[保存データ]
══════

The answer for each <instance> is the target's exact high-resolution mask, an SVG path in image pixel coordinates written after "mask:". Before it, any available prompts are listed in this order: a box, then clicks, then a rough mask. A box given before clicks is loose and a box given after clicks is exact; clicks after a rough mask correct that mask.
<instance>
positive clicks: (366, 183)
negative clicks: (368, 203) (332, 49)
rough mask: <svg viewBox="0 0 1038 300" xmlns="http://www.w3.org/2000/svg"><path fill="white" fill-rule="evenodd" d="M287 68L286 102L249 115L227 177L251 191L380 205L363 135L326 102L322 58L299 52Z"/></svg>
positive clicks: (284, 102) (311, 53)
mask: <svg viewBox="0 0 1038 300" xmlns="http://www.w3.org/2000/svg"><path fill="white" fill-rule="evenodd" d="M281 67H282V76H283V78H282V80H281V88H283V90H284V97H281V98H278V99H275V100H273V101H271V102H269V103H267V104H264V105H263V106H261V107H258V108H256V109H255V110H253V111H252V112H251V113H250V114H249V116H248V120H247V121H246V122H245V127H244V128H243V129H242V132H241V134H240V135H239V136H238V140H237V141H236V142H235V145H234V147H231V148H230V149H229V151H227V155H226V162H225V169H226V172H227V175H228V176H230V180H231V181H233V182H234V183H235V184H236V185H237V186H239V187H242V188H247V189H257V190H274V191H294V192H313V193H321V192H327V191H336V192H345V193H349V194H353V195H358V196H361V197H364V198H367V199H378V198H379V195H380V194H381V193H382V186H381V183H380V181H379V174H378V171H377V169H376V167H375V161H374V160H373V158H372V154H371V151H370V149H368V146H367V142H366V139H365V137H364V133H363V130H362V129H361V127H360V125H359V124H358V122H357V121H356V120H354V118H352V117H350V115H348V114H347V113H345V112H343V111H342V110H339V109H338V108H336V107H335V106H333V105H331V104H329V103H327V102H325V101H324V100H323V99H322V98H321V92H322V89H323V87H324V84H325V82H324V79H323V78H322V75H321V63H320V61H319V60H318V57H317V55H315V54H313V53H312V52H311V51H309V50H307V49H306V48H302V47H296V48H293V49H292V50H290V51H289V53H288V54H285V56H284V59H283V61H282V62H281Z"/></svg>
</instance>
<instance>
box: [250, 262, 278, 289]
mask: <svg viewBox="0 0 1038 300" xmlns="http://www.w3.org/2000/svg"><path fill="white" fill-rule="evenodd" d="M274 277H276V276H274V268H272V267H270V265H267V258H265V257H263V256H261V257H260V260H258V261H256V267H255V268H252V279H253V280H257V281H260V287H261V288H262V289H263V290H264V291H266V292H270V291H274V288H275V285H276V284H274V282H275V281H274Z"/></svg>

══════

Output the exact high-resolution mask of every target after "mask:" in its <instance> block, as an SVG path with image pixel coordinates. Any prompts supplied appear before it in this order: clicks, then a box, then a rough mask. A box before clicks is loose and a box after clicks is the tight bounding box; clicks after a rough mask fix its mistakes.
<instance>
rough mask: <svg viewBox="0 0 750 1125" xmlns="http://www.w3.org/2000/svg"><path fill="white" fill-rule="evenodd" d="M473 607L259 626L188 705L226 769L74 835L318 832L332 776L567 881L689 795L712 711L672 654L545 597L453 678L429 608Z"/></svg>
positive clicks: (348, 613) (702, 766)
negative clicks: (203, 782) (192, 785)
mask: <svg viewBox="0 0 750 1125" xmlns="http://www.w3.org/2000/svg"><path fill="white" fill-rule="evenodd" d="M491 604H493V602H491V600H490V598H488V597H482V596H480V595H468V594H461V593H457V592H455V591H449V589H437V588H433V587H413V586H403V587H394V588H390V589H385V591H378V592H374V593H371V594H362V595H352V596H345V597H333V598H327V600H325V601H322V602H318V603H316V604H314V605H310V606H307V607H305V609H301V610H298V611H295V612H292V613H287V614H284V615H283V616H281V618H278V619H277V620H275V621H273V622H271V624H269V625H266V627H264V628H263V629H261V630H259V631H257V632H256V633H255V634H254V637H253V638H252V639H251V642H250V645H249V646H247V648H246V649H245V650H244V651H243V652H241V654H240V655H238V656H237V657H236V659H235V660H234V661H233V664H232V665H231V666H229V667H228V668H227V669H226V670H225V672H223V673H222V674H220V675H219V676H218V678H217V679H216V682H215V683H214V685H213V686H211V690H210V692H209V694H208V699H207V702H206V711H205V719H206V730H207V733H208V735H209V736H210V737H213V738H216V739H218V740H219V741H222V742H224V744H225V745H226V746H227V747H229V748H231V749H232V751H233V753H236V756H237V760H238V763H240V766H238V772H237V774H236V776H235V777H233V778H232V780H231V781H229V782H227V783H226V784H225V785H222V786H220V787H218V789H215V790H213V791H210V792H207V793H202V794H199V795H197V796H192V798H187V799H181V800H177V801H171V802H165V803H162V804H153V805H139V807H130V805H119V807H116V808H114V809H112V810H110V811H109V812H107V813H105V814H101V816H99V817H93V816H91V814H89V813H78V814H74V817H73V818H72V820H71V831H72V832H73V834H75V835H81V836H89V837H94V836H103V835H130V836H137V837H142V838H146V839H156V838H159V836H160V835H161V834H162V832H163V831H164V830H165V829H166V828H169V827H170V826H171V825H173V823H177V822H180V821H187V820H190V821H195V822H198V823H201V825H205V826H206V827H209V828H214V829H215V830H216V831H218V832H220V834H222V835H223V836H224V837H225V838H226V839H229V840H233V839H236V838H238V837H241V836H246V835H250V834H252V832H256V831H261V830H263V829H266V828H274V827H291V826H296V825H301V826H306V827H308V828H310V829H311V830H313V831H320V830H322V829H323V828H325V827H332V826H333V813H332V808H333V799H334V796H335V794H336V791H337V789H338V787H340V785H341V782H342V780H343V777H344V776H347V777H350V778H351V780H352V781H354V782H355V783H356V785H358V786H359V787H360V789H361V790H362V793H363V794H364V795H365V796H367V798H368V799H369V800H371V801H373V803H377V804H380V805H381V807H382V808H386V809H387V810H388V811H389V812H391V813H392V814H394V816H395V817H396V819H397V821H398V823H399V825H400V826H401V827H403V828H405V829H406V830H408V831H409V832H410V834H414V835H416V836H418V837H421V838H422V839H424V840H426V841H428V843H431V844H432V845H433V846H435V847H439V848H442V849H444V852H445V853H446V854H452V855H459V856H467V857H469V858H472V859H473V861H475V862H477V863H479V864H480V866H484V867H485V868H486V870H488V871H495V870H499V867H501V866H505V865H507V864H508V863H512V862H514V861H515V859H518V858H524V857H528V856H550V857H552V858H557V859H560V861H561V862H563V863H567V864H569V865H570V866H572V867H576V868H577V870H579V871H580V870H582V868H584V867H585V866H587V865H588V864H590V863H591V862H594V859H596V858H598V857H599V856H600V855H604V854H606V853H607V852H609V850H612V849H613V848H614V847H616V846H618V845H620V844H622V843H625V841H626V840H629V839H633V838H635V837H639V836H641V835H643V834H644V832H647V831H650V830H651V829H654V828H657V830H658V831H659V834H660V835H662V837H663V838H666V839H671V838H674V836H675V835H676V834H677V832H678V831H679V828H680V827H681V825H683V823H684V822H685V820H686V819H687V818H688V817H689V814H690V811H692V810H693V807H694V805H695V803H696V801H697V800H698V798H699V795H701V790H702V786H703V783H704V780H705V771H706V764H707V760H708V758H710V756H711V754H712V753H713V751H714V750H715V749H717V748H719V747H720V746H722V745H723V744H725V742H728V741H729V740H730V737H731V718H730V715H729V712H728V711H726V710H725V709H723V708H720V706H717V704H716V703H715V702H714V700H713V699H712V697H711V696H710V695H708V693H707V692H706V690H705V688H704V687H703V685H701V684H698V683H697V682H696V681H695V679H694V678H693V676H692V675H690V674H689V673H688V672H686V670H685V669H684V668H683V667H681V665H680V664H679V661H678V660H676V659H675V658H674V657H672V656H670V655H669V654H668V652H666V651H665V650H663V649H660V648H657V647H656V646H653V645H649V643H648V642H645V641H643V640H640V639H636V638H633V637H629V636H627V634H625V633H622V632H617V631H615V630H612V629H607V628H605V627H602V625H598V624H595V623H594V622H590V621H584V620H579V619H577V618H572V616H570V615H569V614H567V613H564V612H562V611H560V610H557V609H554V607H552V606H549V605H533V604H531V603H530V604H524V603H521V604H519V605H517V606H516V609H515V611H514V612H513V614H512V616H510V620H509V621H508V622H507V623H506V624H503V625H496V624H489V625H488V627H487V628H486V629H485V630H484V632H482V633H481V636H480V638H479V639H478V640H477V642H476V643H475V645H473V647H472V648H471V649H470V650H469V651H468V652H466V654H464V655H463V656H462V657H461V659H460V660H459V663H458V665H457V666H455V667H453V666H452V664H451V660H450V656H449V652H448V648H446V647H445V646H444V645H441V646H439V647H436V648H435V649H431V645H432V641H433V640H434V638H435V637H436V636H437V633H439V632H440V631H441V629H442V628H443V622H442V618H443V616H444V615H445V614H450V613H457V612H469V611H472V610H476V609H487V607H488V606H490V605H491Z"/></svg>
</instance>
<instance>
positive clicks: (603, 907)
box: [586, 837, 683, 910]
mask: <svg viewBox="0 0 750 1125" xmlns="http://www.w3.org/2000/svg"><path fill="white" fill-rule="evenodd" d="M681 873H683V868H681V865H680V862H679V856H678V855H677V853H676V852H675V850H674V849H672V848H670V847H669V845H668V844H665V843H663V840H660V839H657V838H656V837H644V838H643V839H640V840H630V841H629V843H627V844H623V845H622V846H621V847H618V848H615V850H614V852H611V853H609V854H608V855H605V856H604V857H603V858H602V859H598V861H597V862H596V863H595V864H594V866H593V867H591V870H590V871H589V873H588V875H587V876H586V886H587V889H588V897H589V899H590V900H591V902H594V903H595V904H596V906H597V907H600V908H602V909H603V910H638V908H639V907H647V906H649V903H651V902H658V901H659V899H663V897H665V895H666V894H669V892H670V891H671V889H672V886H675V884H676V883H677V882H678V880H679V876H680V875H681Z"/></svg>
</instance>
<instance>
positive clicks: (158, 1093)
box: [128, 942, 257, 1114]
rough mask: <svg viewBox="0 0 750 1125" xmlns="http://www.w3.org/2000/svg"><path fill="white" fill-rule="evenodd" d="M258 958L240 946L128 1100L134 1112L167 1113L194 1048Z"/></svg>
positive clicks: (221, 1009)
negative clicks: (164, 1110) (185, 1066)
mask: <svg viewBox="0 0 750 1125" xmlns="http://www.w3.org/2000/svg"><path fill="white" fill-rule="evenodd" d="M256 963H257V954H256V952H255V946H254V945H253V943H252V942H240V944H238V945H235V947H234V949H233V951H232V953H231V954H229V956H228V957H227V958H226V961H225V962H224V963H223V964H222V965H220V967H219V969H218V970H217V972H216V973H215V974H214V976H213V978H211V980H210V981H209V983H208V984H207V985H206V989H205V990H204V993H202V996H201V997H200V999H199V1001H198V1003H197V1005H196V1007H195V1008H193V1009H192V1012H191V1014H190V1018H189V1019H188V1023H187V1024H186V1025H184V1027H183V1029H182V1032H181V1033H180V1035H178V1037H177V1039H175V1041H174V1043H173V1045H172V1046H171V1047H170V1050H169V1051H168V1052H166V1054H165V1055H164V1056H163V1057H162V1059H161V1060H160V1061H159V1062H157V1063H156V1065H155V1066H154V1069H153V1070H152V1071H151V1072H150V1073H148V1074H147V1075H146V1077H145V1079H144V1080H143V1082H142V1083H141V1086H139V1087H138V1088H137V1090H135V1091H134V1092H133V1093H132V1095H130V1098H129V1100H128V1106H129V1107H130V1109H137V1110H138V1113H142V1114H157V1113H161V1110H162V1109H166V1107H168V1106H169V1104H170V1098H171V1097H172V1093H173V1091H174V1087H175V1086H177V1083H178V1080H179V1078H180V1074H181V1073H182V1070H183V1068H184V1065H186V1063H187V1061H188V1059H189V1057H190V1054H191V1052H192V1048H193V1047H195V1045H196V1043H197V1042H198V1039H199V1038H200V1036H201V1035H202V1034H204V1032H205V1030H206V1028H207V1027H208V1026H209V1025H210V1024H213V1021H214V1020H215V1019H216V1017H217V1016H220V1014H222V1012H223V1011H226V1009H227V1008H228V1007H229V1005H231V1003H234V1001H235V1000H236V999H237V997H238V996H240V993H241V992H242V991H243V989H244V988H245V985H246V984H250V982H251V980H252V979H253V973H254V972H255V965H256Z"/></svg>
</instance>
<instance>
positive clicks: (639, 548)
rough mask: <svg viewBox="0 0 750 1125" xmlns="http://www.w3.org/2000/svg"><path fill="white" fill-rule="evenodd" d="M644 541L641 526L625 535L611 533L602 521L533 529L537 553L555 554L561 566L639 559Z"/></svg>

══════

指示 =
記録のうち、「958L240 946L128 1100L134」を含む行から「positive clicks: (221, 1009)」を含む行までを、両端の行も含めて一字も変えずにもう一度書き出してください。

回答 =
rough mask: <svg viewBox="0 0 750 1125" xmlns="http://www.w3.org/2000/svg"><path fill="white" fill-rule="evenodd" d="M258 958L240 946L128 1100L134 1112L167 1113L194 1048Z"/></svg>
positive clicks: (221, 1009)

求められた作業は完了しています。